_EXERCISE TASK_
Starting with the first line of the entries below and going on through the line with "[410,166,478,299]", set each line as an item in a numbered list, leaving out blank lines.

──────

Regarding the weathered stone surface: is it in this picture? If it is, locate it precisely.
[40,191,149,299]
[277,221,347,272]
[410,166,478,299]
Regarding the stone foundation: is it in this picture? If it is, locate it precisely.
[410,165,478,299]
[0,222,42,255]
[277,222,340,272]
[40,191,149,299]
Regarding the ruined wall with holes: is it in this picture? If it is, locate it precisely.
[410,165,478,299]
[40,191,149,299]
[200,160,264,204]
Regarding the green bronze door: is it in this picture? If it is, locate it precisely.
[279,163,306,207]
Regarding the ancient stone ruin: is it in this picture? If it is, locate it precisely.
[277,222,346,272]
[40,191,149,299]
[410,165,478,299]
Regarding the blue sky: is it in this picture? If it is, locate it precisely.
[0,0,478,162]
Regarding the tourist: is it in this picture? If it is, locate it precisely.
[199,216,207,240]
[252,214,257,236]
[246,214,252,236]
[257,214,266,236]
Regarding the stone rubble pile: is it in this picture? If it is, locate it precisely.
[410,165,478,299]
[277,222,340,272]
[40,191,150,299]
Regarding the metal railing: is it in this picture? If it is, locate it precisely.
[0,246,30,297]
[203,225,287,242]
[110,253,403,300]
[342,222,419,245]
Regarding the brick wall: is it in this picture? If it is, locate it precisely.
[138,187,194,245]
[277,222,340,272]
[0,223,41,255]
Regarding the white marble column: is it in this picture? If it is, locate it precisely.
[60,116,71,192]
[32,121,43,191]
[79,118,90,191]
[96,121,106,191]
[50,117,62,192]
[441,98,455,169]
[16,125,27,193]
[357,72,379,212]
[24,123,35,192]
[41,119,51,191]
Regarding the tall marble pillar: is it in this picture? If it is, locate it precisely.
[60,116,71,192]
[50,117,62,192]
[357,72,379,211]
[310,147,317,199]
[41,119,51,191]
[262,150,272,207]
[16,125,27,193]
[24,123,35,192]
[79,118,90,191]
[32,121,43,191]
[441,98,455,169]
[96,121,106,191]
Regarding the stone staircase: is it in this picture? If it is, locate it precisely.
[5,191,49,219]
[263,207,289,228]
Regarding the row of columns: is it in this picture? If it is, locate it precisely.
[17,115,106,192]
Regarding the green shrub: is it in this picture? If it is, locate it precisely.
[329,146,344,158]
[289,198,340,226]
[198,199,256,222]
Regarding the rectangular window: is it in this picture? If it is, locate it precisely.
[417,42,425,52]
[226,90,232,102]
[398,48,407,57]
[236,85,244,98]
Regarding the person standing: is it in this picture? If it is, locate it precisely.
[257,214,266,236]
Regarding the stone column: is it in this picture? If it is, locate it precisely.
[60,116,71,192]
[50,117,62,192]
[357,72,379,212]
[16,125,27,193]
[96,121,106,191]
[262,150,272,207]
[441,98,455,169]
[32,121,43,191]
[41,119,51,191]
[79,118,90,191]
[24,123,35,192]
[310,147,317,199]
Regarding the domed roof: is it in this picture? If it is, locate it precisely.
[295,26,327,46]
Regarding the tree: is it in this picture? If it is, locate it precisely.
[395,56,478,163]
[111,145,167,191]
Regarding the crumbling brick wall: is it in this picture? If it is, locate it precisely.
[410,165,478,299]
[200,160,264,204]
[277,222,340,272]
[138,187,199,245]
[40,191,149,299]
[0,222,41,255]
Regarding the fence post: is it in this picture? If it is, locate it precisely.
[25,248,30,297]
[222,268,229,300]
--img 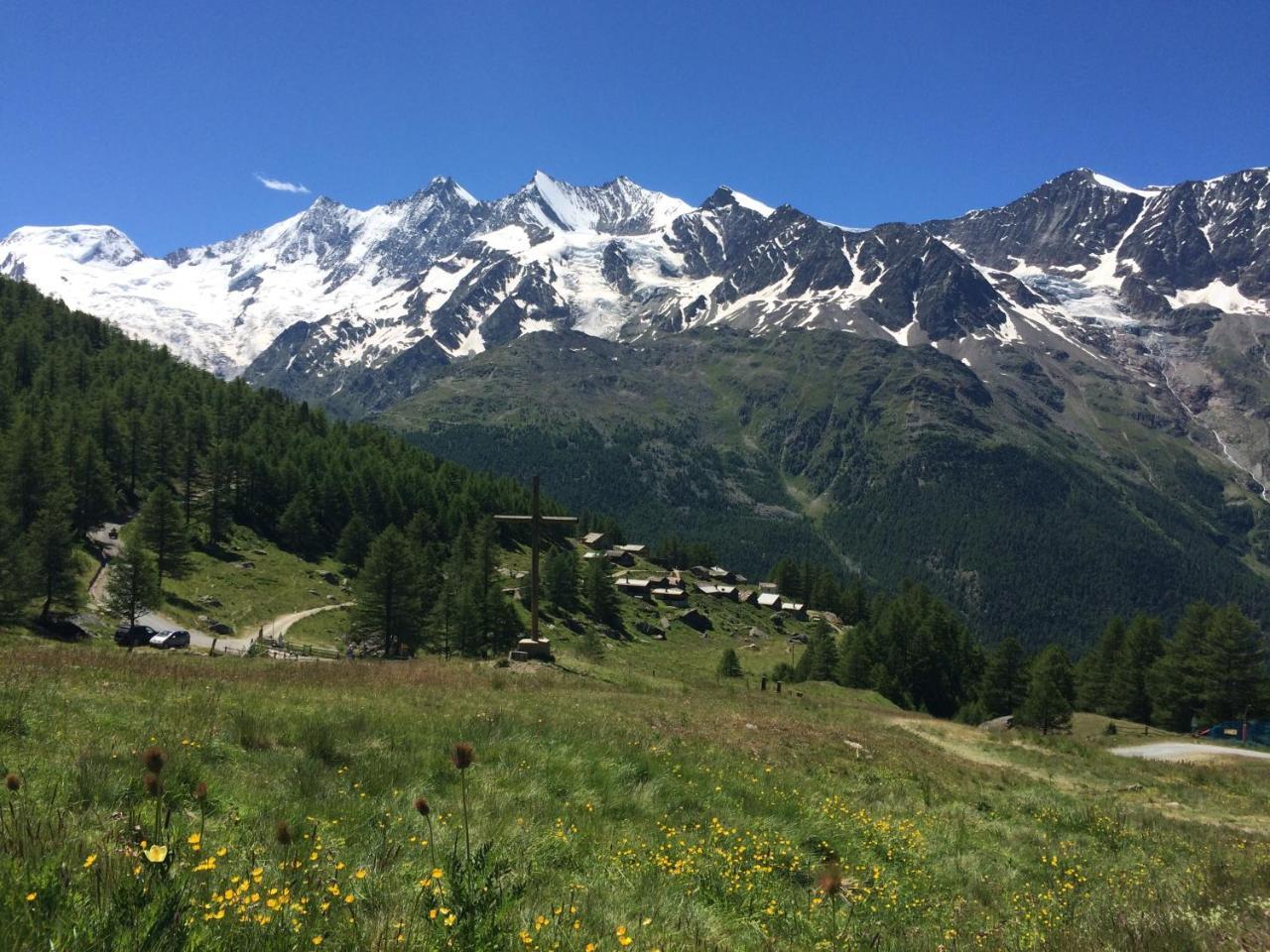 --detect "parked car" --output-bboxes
[150,631,190,648]
[114,625,159,648]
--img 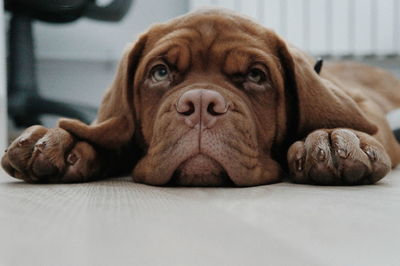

──────

_REPLY_
1. Regarding the weathered stone surface: is it in this picture? If it is, locate it precisely.
2. [40,191,149,299]
3. [277,221,347,272]
4. [410,166,478,299]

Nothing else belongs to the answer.